**Esercizi da svolgere:**
A – Secondo la recensione, in quale teatro di Firenze è andato in scena lo spettacolo?
B – Elenca tutte le persone che la recensione indica come autori di fluorescenze e armonie dello spettacolo.
C – Per favore, ricopia dalla recensione il tratto da "Finalmente, e ripeto, finalmente, qualcuno" fino a "di emulare nessuno.".

**Testo fornito:**
━━━━

Il testo è del ’48, la guerra è ormai finita, ma ciò che lo storico Eric J. Hobsbawm definisce come “secolo breve” è nel pieno del suo compimento.
Il dramma dell’esistenza sembra incastrato “in – ludere”. Spopolano, infatti, gli illusionisti, gli artisti dell’ avanspettacolo, per dimenticare le brutture della guerra, direbbe lo storico. Noi che conosciamo, invece, l’amarezza delle “Cantate dei giorni dispari” (Commedie scritte da Eduardo dal 1945), ci lasciamo convincere dalla chiave interpretativa che ci presenta il teatro di varietà come una forma dell’arte di arrangiarsi, che non può essere incollata ad un unico stile artistico o dialettale.
Il testo è dunque in italiano, perché meglio spiega l’universale momento di un secolo che ha sterzato il mondo. Ad essere meta teatrale è proprio la realtà, quella realtà definita “l’era dei grandi cataclismi”.
La sensibilità di Sergio Grifoni e Fuori Scena offrono questo capolavoro, bistrattato dalla critica del tempo, all’interpretazione registica di Vincenzo De Caro.
Finalmente, e ripeto, finalmente, qualcuno ha il coraggio di sganciare Eduardo dalla sua ombra. Il regista, semplicemente, ne mette in scena la drammaturgia. Lo fa senza tentare di emulare nessuno.
Tanto per cominciare siamo a Firenze, il teatro è quello de “Le Laudi”. Andato in scena dal 16 al 24 gennaio 2016, fluorescenze e armonie di Angelo Codolo, Tina Birch Chimenti, Sergio Vannucci, Lorenzo Castagnoli, regalano fisicamente il senso della simbiosi tra inganno e verità.
“Ho bisogno di fiducia da parte del pubblico…io non posso suggestionare se non vi lasciate suggestionare” è Nicola Fornaciari, ad interpretare il ruolo di Otto Marvuglia, prof. di scienze occulte, suggestione e trasmissione del pensiero.
Giovane ed energico, l’ attore ha creato un personaggio meravigliosamente suo. Ogni parola, zampillante di poetica filosofica è vissuta con autenticità. Fornaciari, con umile ironia, recita il ruolo che fu di Eduardo, senza per questo costringerci a far paragoni. L’attore fiorentino sa produrre immagini. La platea è senza dubbio sedotta : “L’umanità intera vi si era tuffata prima di me; mille mani mi respinsero violentemente, facendomi schizzare al punto di partenza. È una goccia di acqua, caro mio. Ha di prodigioso solamente il fatto che non riesce a prosciugarsi, o per lo meno il processo è lento e sfuggevole all’occhio umano. …”

━━━━

(Dati raccolti)
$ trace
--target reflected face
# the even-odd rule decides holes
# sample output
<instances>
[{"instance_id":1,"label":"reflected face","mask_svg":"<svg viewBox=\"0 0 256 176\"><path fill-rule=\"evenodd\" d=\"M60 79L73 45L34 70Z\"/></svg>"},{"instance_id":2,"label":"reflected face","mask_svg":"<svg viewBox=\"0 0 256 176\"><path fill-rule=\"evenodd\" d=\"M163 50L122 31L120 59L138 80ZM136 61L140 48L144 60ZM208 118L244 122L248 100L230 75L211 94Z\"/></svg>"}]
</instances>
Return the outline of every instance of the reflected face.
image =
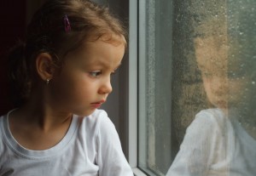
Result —
<instances>
[{"instance_id":1,"label":"reflected face","mask_svg":"<svg viewBox=\"0 0 256 176\"><path fill-rule=\"evenodd\" d=\"M245 80L229 78L228 45L224 36L195 39L195 57L209 101L216 107L236 105Z\"/></svg>"},{"instance_id":2,"label":"reflected face","mask_svg":"<svg viewBox=\"0 0 256 176\"><path fill-rule=\"evenodd\" d=\"M50 84L52 105L79 116L91 114L112 92L111 75L120 65L124 52L123 43L98 39L68 54L61 72L55 75Z\"/></svg>"}]
</instances>

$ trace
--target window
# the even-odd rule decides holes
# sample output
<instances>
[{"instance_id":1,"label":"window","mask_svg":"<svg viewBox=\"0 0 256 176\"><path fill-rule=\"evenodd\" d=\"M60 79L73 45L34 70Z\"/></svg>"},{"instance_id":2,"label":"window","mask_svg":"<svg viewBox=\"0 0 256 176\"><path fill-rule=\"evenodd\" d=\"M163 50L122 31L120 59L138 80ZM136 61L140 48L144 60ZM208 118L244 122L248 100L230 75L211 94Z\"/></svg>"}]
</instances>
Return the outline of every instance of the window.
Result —
<instances>
[{"instance_id":1,"label":"window","mask_svg":"<svg viewBox=\"0 0 256 176\"><path fill-rule=\"evenodd\" d=\"M240 174L255 175L256 2L130 2L130 9L134 5L138 9L137 23L130 23L130 84L136 81L135 74L138 75L137 94L137 83L129 88L132 127L129 155L135 156L131 160L137 158L132 167L148 175L166 175L171 166L181 173L204 171L210 174L212 168L196 165L200 154L206 152L213 156L216 163L231 158L225 165L230 175L245 168L248 173ZM136 15L131 13L130 18ZM135 37L137 72L132 58L137 53ZM137 122L133 117L136 111ZM134 130L137 122L137 131ZM191 137L201 131L201 135ZM136 133L137 143L136 138L131 139ZM201 142L206 145L201 146ZM138 146L137 156L134 144ZM196 149L199 154L193 150L194 160L184 156L185 161L181 162L183 149ZM220 149L227 152L224 154ZM239 155L235 156L236 152ZM209 156L202 161L213 165Z\"/></svg>"}]
</instances>

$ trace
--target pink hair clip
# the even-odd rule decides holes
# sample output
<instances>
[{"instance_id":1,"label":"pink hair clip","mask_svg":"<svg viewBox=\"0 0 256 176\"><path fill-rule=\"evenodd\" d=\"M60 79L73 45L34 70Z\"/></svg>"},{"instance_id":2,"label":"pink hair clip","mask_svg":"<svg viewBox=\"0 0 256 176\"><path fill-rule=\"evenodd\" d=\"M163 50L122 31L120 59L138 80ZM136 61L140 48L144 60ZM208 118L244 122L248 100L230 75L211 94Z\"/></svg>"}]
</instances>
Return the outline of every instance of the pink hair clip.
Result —
<instances>
[{"instance_id":1,"label":"pink hair clip","mask_svg":"<svg viewBox=\"0 0 256 176\"><path fill-rule=\"evenodd\" d=\"M68 31L71 31L70 22L69 22L69 20L68 20L67 14L65 14L65 16L64 16L64 26L65 26L65 31L66 32L68 32Z\"/></svg>"}]
</instances>

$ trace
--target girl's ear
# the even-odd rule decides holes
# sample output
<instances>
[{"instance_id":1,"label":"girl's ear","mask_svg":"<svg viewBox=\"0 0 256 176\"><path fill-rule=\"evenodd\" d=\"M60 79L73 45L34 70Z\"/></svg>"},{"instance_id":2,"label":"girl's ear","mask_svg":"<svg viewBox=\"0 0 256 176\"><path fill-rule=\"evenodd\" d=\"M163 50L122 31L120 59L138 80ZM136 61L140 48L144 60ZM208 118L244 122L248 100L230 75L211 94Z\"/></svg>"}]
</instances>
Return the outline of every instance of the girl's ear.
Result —
<instances>
[{"instance_id":1,"label":"girl's ear","mask_svg":"<svg viewBox=\"0 0 256 176\"><path fill-rule=\"evenodd\" d=\"M46 81L51 79L55 72L55 66L53 59L50 54L47 53L41 53L36 59L36 66L39 77Z\"/></svg>"}]
</instances>

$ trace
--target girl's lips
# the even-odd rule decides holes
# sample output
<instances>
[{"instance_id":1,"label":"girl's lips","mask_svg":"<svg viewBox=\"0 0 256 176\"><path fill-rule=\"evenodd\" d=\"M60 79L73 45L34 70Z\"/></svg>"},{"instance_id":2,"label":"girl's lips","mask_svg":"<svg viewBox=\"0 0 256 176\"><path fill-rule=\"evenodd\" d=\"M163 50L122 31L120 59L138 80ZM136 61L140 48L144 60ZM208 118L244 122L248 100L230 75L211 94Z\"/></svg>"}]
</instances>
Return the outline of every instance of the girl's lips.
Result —
<instances>
[{"instance_id":1,"label":"girl's lips","mask_svg":"<svg viewBox=\"0 0 256 176\"><path fill-rule=\"evenodd\" d=\"M92 103L91 105L94 108L99 108L104 102L105 100L101 100L99 102Z\"/></svg>"},{"instance_id":2,"label":"girl's lips","mask_svg":"<svg viewBox=\"0 0 256 176\"><path fill-rule=\"evenodd\" d=\"M91 105L92 105L94 108L99 108L99 107L101 107L102 103L92 103Z\"/></svg>"}]
</instances>

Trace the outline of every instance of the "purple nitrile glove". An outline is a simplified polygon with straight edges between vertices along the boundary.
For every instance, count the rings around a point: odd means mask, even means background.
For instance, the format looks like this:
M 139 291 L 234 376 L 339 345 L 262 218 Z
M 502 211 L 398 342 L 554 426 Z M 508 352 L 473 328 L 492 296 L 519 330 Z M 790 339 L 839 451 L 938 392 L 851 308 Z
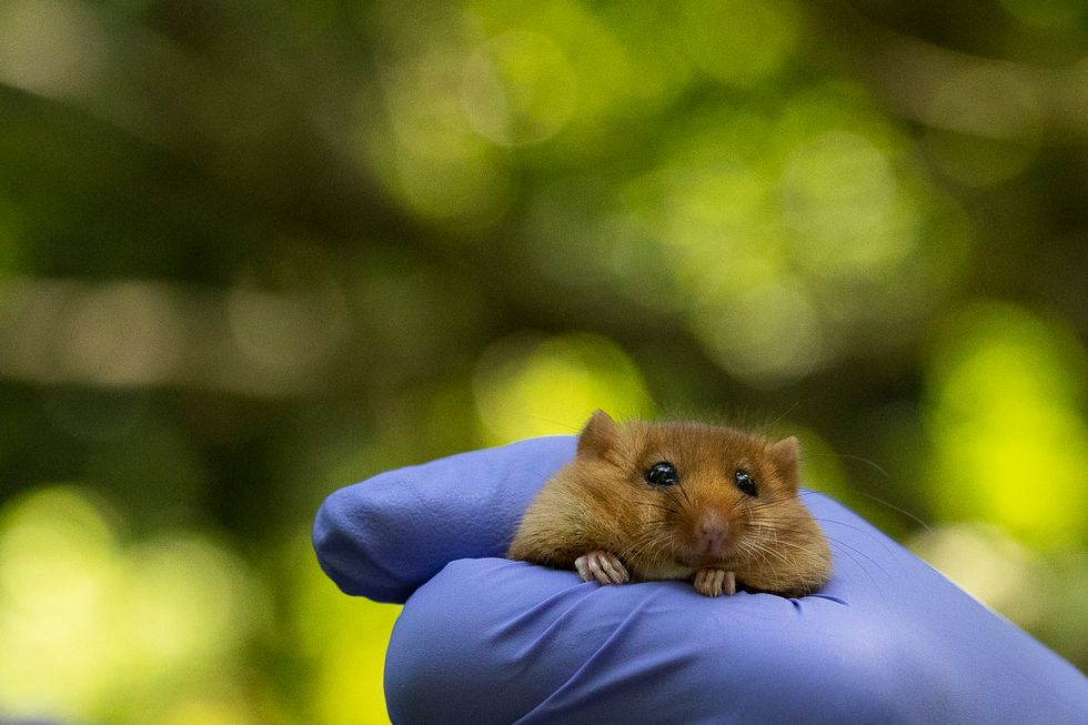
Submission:
M 502 558 L 570 436 L 384 473 L 333 493 L 314 546 L 349 594 L 405 602 L 394 723 L 1088 723 L 1088 678 L 863 518 L 815 595 L 701 596 Z

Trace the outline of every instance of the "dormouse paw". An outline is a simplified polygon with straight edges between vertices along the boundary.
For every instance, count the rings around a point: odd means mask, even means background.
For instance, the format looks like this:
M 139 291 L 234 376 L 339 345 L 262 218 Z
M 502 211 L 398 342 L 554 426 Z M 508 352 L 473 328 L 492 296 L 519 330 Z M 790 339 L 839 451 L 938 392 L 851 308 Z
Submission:
M 608 552 L 590 552 L 578 556 L 574 560 L 574 568 L 578 570 L 578 575 L 583 582 L 623 584 L 631 581 L 627 570 L 619 563 L 615 554 Z
M 732 596 L 737 592 L 737 578 L 724 568 L 701 568 L 695 572 L 695 591 L 703 596 Z

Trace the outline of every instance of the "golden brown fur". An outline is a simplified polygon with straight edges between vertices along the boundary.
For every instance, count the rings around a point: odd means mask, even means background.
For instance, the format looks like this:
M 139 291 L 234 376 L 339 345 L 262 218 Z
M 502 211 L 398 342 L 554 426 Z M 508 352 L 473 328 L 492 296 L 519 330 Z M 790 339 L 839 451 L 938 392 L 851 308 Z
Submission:
M 603 551 L 635 578 L 726 570 L 749 590 L 810 593 L 827 580 L 830 552 L 797 497 L 797 456 L 795 437 L 770 443 L 694 422 L 619 425 L 597 411 L 575 459 L 526 510 L 507 555 L 573 568 L 580 556 Z M 662 461 L 675 465 L 677 484 L 647 483 L 645 472 Z M 756 496 L 738 489 L 739 469 L 755 479 Z M 721 555 L 708 556 L 701 545 L 699 522 L 707 516 L 725 522 Z

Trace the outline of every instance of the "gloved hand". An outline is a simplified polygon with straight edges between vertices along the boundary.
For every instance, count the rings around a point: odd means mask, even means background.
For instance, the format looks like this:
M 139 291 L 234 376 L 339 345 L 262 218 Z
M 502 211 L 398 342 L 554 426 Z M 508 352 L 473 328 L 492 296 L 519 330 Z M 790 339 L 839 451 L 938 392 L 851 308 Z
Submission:
M 864 520 L 814 493 L 832 580 L 798 600 L 619 586 L 502 558 L 568 436 L 333 493 L 314 546 L 349 594 L 405 602 L 394 723 L 1088 723 L 1088 679 Z

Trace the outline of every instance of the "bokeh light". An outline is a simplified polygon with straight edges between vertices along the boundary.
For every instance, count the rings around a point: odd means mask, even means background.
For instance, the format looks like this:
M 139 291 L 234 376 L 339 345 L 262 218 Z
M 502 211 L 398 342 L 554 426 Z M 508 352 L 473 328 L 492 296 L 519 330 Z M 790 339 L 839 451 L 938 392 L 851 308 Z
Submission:
M 632 360 L 587 334 L 500 340 L 481 359 L 474 390 L 492 443 L 576 433 L 596 409 L 618 419 L 654 412 Z
M 990 521 L 1035 546 L 1082 542 L 1088 355 L 1079 341 L 1013 305 L 967 306 L 940 329 L 929 379 L 926 490 L 941 516 Z

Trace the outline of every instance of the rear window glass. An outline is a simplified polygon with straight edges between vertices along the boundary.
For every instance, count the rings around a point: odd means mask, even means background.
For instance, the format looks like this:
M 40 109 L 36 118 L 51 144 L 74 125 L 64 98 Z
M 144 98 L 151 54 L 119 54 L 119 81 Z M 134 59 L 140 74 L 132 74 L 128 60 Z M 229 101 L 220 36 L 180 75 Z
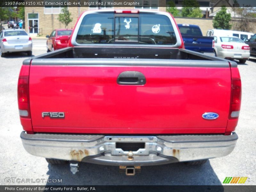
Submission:
M 58 35 L 70 35 L 72 33 L 72 30 L 65 30 L 65 31 L 58 31 L 57 32 Z
M 28 35 L 28 34 L 24 31 L 12 31 L 4 32 L 5 36 L 18 35 Z
M 197 27 L 182 26 L 179 27 L 182 35 L 192 35 L 193 36 L 203 36 L 200 29 Z M 211 35 L 210 35 L 210 36 Z
M 248 39 L 248 36 L 247 35 L 243 35 L 243 34 L 241 34 L 241 37 L 240 38 L 244 41 L 245 41 Z
M 239 38 L 237 37 L 220 37 L 220 41 L 221 42 L 233 42 L 235 43 L 244 43 L 243 41 Z
M 236 33 L 233 33 L 233 36 L 235 37 L 239 37 L 239 34 L 237 34 Z
M 176 44 L 173 28 L 167 17 L 144 13 L 138 15 L 138 17 L 129 17 L 125 14 L 122 17 L 118 14 L 115 17 L 113 13 L 87 15 L 82 21 L 76 42 L 79 44 Z

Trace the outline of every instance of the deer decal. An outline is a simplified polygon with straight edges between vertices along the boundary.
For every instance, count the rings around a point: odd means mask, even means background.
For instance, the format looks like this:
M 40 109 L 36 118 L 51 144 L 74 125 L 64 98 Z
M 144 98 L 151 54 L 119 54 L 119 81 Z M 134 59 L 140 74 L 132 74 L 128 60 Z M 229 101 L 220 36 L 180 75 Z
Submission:
M 132 20 L 130 18 L 130 20 L 129 21 L 128 21 L 126 19 L 124 20 L 124 22 L 125 23 L 126 23 L 126 24 L 124 26 L 124 27 L 125 27 L 125 28 L 126 29 L 129 29 L 130 28 L 130 23 L 132 22 Z

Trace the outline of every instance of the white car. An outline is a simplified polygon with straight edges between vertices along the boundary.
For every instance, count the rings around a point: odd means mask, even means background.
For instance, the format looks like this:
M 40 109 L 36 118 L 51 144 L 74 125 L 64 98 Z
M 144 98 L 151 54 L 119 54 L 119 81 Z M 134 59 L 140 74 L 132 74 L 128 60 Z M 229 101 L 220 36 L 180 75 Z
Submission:
M 11 52 L 26 52 L 32 55 L 32 39 L 22 29 L 5 29 L 0 32 L 0 56 Z
M 250 56 L 250 47 L 235 36 L 213 36 L 215 56 L 223 59 L 235 59 L 244 63 Z

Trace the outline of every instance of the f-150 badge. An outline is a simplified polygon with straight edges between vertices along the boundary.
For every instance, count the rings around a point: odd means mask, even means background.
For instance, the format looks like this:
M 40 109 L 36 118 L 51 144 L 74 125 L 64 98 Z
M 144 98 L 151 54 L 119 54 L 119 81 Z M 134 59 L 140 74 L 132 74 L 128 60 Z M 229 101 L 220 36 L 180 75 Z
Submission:
M 205 113 L 203 114 L 202 117 L 205 119 L 216 119 L 219 117 L 219 114 L 212 112 Z
M 64 112 L 43 112 L 42 117 L 43 118 L 45 117 L 48 116 L 50 118 L 65 118 L 65 114 Z

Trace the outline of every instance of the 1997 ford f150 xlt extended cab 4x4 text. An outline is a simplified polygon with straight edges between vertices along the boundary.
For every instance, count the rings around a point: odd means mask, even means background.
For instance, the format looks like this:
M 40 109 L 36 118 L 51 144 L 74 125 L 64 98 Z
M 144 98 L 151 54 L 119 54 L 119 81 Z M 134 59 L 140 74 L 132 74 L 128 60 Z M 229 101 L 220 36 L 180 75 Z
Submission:
M 234 149 L 237 64 L 184 49 L 169 13 L 85 12 L 69 46 L 23 62 L 20 137 L 30 154 L 70 161 L 74 173 L 83 161 L 133 175 L 140 166 L 201 163 Z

━━━━

**Soluzioni:**
A – Al teatro "Le Laudi".

B – Angelo Codolo, Tina Birch Chimenti, Sergio Vannucci, Lorenzo Castagnoli

C –
Finalmente, e ripeto, finalmente, qualcuno ha il coraggio di sganciare Eduardo dalla sua ombra. Il regista, semplicemente, ne mette in scena la drammaturgia. Lo fa senza tentare di emulare nessuno.